_Goal of the exercise_
What follows is a set of records. Repeat them word for word.

_Input data_
++++

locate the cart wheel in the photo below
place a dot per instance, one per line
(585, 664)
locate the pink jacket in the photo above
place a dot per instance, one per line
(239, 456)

++++

_Output for this exercise_
locate the cart wheel in the photo below
place a dot per instance, one per line
(585, 664)
locate the pink jacket in the photo above
place a dot per instance, one per line
(239, 456)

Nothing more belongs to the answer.